The problem:
Copy the stretch from the start of the records through the line that contains "M 700 743 L", including the requests. Multiply every polygon coordinate in the answers by 1.05 and round to whole numbers, with halves rounded up. Leave the numbers in the requests and in their format samples unchanged.

Extracted information:
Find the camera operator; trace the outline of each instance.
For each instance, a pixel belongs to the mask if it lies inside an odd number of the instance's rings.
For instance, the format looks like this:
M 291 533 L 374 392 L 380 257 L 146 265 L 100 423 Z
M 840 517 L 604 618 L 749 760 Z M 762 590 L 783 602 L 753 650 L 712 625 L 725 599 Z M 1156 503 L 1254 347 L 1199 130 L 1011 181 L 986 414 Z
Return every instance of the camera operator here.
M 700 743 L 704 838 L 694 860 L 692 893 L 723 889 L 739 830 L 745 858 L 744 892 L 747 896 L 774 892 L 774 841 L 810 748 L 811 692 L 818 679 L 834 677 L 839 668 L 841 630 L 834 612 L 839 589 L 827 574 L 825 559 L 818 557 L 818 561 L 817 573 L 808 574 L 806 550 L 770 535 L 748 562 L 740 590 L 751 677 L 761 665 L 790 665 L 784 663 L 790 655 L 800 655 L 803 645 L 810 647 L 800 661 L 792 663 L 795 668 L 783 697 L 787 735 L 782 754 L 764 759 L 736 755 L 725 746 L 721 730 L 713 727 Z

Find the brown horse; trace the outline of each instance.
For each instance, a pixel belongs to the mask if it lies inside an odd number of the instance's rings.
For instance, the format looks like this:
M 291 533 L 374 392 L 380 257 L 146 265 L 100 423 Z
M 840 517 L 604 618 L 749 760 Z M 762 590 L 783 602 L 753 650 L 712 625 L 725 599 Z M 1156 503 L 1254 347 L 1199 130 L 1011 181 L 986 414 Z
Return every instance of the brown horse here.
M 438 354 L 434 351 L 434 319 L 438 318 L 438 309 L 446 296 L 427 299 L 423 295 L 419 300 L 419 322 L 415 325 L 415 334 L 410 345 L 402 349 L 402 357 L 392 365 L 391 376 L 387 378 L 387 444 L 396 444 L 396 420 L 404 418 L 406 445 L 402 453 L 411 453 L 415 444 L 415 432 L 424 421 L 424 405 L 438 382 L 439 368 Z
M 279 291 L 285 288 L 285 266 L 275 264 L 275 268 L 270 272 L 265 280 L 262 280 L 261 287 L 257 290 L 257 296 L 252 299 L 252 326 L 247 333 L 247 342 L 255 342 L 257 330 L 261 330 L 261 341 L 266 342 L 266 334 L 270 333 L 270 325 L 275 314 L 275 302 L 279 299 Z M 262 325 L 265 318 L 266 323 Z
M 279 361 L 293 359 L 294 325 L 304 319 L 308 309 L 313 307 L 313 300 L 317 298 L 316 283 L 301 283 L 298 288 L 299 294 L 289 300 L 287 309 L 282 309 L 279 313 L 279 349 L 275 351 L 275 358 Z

Correct response:
Find the camera operator; trace the outline of each instance.
For each instance, a pixel belongs to the mask if it lies inside an odd number of the instance's rings.
For instance, the format looks like this:
M 291 533 L 374 392 L 380 257 L 146 265 L 100 423 Z
M 840 517 L 604 618 L 749 760 Z M 762 590 L 783 602 L 753 650 L 712 625 L 725 599 Z M 1156 503 L 1254 347 L 1199 130 L 1011 181 L 986 414 Z
Return every instance of the camera operator here.
M 735 780 L 739 880 L 729 903 L 727 938 L 759 933 L 776 872 L 782 901 L 781 937 L 784 941 L 813 937 L 813 883 L 851 785 L 852 727 L 859 713 L 876 711 L 881 701 L 883 662 L 876 643 L 881 618 L 868 603 L 866 587 L 859 585 L 859 589 L 858 602 L 848 603 L 846 578 L 809 562 L 785 590 L 777 620 L 789 711 L 799 698 L 830 698 L 823 696 L 830 688 L 840 688 L 843 677 L 851 679 L 840 694 L 832 696 L 835 701 L 822 732 L 826 772 L 821 792 L 802 797 L 773 793 L 761 783 L 757 767 L 749 763 Z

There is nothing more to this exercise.